● PROBLEM DESCRIPTION
Please copy the data word for word, starting at the line that contains "Where can the windshield wiper" and ending at the last line of the data. Leave the pictures out of your copy.

● Coordinate annotation entries
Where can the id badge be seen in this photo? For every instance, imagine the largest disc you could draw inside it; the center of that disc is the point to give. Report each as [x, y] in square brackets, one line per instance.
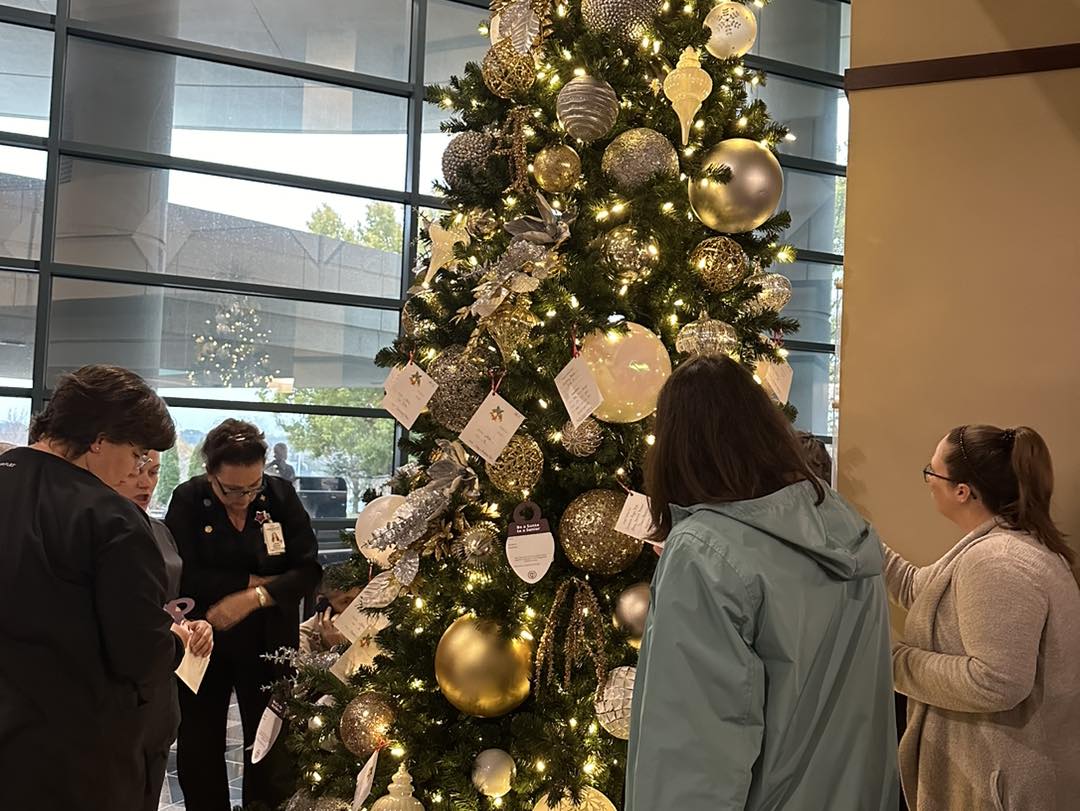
[273, 538]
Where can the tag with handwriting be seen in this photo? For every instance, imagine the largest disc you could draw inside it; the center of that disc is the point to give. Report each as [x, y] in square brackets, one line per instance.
[578, 389]
[491, 428]
[407, 393]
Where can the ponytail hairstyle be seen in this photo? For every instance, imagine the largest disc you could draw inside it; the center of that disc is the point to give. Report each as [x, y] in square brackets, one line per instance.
[1011, 472]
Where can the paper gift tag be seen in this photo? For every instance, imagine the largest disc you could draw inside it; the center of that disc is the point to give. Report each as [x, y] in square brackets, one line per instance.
[491, 428]
[268, 731]
[407, 393]
[364, 781]
[635, 518]
[578, 389]
[530, 546]
[191, 670]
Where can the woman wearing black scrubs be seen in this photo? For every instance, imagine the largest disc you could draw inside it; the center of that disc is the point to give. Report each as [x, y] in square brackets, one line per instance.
[250, 556]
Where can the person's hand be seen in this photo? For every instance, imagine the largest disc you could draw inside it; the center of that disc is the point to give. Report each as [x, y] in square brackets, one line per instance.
[234, 608]
[327, 631]
[202, 637]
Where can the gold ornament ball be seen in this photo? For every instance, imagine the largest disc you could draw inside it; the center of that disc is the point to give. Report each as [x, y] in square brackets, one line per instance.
[592, 799]
[588, 534]
[720, 264]
[556, 169]
[481, 673]
[637, 157]
[365, 722]
[508, 72]
[631, 608]
[584, 440]
[586, 108]
[518, 465]
[752, 194]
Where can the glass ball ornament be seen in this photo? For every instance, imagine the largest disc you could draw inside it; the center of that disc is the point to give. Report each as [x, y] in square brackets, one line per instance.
[732, 30]
[636, 157]
[630, 368]
[556, 169]
[752, 194]
[494, 772]
[480, 672]
[588, 535]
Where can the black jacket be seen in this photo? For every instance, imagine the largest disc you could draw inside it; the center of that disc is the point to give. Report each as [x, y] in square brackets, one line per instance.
[218, 561]
[83, 638]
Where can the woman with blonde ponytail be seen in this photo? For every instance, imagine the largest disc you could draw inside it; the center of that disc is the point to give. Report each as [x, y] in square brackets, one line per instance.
[990, 658]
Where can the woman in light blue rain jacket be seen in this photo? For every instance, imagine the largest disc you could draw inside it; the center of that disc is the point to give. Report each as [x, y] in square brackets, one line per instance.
[765, 678]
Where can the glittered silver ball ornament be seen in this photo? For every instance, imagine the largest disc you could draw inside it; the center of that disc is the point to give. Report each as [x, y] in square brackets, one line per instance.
[637, 157]
[612, 702]
[466, 156]
[752, 194]
[626, 19]
[584, 440]
[586, 108]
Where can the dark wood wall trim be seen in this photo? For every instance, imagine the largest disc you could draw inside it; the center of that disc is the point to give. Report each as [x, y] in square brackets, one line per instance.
[955, 68]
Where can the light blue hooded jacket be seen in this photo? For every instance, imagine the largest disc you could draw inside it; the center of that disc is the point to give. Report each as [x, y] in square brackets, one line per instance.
[765, 676]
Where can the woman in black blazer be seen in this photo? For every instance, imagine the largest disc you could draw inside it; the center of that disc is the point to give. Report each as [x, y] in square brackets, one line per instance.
[250, 556]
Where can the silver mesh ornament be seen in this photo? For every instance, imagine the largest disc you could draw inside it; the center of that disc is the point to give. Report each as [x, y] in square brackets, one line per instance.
[612, 702]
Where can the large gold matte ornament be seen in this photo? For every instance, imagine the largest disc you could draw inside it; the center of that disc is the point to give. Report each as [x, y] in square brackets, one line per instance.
[752, 194]
[637, 157]
[556, 169]
[719, 262]
[686, 88]
[365, 722]
[507, 72]
[588, 534]
[733, 28]
[586, 108]
[518, 465]
[481, 673]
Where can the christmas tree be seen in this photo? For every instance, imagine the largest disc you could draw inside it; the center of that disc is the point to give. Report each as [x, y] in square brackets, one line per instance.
[612, 191]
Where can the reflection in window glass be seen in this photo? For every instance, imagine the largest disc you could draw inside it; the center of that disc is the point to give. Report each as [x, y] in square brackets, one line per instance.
[18, 302]
[221, 346]
[26, 67]
[360, 36]
[219, 228]
[14, 419]
[335, 459]
[189, 108]
[22, 188]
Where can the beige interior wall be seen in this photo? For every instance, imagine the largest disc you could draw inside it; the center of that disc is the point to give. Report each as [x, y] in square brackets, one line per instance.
[962, 279]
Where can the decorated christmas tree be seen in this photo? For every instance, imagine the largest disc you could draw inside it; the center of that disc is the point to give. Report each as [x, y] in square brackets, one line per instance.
[612, 194]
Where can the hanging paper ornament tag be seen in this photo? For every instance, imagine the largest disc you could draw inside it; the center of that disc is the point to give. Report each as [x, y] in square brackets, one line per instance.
[364, 781]
[636, 518]
[268, 730]
[530, 546]
[491, 428]
[408, 393]
[578, 389]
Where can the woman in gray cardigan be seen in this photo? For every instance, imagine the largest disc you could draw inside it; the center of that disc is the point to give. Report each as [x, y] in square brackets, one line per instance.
[990, 658]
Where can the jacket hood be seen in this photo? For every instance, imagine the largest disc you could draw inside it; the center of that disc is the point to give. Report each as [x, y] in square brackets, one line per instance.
[832, 534]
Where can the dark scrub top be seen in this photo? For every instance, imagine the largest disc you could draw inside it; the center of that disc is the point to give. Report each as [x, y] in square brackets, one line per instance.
[83, 638]
[218, 559]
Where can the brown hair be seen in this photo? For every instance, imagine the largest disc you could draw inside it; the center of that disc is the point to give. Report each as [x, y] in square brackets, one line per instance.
[1011, 471]
[719, 438]
[233, 442]
[104, 401]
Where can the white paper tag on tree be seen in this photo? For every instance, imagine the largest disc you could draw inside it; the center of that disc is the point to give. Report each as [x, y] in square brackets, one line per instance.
[364, 781]
[491, 428]
[578, 389]
[636, 518]
[407, 393]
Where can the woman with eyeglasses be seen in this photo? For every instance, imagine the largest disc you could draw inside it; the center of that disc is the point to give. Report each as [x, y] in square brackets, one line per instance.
[250, 557]
[990, 657]
[84, 640]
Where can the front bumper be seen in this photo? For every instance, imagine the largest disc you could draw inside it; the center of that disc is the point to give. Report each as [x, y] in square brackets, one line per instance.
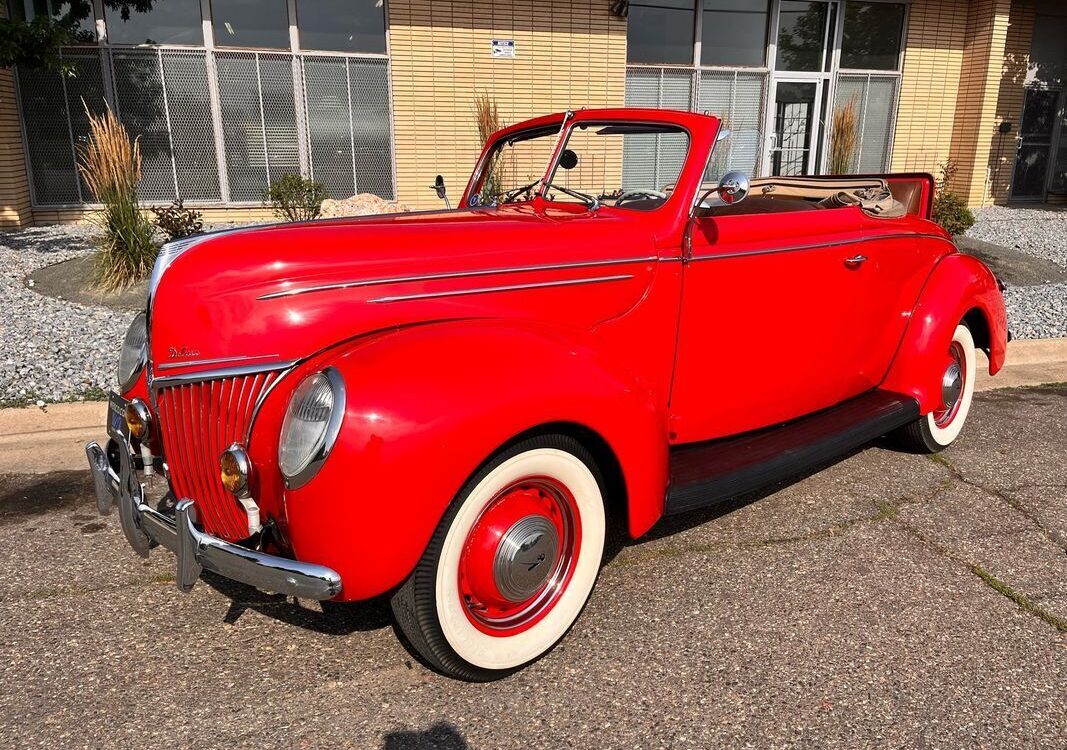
[145, 528]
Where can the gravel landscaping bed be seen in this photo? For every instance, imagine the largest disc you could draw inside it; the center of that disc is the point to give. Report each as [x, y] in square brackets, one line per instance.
[52, 350]
[1035, 312]
[57, 350]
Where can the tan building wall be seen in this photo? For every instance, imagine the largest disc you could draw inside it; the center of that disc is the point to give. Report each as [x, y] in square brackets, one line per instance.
[569, 53]
[14, 182]
[1020, 33]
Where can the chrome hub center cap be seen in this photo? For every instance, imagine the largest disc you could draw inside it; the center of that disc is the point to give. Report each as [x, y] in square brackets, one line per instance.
[952, 385]
[525, 557]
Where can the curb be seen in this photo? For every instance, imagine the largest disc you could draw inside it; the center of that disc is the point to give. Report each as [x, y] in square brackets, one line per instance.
[40, 440]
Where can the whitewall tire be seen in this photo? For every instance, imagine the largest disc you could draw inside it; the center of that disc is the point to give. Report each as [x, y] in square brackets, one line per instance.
[938, 429]
[512, 562]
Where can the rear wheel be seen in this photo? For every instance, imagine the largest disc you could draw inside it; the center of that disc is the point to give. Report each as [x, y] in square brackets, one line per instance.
[939, 429]
[511, 564]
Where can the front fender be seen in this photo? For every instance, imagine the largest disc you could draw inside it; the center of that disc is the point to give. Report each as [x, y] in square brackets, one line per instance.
[959, 286]
[426, 405]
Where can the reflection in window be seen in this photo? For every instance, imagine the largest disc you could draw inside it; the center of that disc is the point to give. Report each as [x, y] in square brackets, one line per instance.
[251, 22]
[169, 21]
[661, 31]
[872, 35]
[341, 26]
[801, 35]
[734, 32]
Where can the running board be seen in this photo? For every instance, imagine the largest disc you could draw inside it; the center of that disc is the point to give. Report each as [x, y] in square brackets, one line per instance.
[703, 474]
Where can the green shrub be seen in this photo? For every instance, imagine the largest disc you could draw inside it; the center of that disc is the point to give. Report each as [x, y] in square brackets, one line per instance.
[950, 210]
[176, 221]
[110, 163]
[952, 213]
[296, 198]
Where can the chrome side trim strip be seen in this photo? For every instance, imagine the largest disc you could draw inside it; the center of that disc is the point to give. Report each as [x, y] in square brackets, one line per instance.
[201, 376]
[456, 274]
[814, 245]
[509, 287]
[217, 361]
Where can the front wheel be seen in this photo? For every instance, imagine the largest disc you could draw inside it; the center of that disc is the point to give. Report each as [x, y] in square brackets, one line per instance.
[511, 564]
[937, 430]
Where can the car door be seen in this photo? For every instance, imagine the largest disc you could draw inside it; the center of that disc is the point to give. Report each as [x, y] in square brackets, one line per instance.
[773, 322]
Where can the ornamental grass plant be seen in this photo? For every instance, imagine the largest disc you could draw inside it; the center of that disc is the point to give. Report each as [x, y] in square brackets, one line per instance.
[846, 138]
[110, 163]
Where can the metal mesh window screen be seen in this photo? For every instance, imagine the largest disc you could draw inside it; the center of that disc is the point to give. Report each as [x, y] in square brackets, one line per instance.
[736, 98]
[647, 159]
[330, 124]
[189, 106]
[371, 126]
[56, 123]
[142, 109]
[875, 101]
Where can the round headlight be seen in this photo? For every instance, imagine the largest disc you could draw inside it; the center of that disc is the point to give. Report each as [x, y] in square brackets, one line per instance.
[311, 426]
[132, 357]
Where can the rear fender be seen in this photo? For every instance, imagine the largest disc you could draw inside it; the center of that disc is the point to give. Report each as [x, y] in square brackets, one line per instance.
[959, 286]
[426, 407]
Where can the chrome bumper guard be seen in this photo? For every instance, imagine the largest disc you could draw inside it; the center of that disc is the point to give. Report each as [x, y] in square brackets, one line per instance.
[145, 527]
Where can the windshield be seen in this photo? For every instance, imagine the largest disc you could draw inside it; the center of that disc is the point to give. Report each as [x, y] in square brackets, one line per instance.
[620, 164]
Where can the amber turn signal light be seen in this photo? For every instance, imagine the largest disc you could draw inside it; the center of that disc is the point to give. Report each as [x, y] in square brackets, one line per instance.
[234, 469]
[138, 419]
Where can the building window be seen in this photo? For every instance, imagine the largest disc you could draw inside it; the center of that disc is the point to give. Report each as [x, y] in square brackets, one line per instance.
[872, 36]
[78, 13]
[341, 26]
[251, 24]
[661, 32]
[734, 33]
[801, 35]
[173, 21]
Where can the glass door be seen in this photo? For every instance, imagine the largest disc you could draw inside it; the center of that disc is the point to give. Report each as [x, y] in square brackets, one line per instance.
[1037, 131]
[794, 139]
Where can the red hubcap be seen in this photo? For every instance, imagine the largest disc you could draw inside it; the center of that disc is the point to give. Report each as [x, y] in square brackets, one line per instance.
[519, 556]
[953, 383]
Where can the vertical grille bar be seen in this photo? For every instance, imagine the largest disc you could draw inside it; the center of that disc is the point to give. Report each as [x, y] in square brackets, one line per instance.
[198, 421]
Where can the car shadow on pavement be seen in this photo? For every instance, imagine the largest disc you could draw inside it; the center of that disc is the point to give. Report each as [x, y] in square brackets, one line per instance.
[328, 618]
[441, 736]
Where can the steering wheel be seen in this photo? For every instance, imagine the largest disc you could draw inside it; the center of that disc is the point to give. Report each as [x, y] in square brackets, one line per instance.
[636, 194]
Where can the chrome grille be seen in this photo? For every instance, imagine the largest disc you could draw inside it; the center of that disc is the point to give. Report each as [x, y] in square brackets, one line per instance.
[198, 420]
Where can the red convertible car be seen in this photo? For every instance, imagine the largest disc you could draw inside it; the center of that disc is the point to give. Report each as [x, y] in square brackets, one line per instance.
[449, 408]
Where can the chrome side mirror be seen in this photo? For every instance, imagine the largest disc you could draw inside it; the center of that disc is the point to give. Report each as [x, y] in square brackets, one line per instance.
[439, 187]
[733, 188]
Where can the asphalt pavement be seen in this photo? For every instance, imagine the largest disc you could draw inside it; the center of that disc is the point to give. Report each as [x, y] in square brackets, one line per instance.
[891, 600]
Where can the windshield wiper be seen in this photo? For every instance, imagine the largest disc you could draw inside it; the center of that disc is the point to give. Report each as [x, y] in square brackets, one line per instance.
[512, 194]
[591, 201]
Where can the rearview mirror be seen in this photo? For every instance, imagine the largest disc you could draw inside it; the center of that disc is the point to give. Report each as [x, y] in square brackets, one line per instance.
[568, 159]
[439, 187]
[733, 188]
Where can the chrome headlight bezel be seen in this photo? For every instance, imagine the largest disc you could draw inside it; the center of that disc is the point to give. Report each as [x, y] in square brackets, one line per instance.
[311, 463]
[131, 358]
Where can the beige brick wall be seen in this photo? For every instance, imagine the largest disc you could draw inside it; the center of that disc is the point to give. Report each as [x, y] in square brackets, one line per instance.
[975, 122]
[569, 53]
[933, 61]
[14, 182]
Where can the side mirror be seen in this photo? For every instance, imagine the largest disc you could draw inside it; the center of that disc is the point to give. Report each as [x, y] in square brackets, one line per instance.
[439, 186]
[733, 188]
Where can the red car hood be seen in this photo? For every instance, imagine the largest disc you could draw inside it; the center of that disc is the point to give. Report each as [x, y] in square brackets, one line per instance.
[281, 292]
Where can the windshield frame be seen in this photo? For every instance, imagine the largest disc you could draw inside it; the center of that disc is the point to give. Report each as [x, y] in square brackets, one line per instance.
[654, 126]
[562, 124]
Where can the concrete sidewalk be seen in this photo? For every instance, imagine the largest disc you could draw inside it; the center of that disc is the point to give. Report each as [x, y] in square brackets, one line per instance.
[51, 439]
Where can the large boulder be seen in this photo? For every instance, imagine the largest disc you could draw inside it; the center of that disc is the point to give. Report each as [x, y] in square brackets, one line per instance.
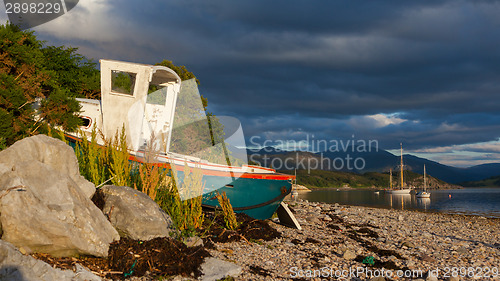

● RESPONSE
Where can the windshield wiper be seen in this photo? For every instance, imagine the largest disc you could draw inside it; the center of that disc is the point to give. Report each as [x, y] in square brackets, one line per instance.
[512, 194]
[591, 201]
Where can the rearview mirror be seen in this photo? For every instance, imagine the largest disc you could draw inside it; the center of that disc is the point to give. Report each as [x, y] in square brackets, one line per instance.
[568, 159]
[439, 187]
[733, 188]
Where can the chrome headlight bezel be seen in this photo? For every instance, imagine the largest disc you could draw inside it; the center of that disc is the point to give. Report each as [x, y] in square brackets, one line per instance.
[311, 463]
[131, 358]
Where can the beige brick wall be seen in this photo? For every instance, imagine the largest disc you could draw inside it; the center of that disc is the point to give. Report each as [x, y] in square brackets, one line per instance.
[975, 122]
[569, 53]
[933, 61]
[14, 182]
Where can the side mirror be seen in this photo? For every instance, imagine the largest disc you could draw inside it; the center of that disc is the point to give. Report each as [x, y] in square brackets, one line per instance.
[439, 186]
[733, 188]
Where can the red car hood be seen in this photo? For every instance, imagine the largest disc you could draw inside it; the center of that disc is the point to give. Report each as [x, y] in square brackets, one line per instance.
[281, 292]
Where can the windshield frame be seen in this photo? For every instance, imagine the largest disc you could draw inside it; the center of that disc is the point to give. Report each as [x, y] in square brackets, one line per instance.
[654, 126]
[562, 124]
Where can the concrete sidewalk be seen in this photo? For every instance, imagine the largest disc you could draw inside it; the center of that disc is the point to give. Report each as [x, y] in square brackets, one line per instance.
[51, 439]
Where can the large boulder be seen in this photo? For every instance, imagine the largest disc you could draw inside it; the center of that disc is the point to give. Report each as [x, y] in square brackets, one line per instance.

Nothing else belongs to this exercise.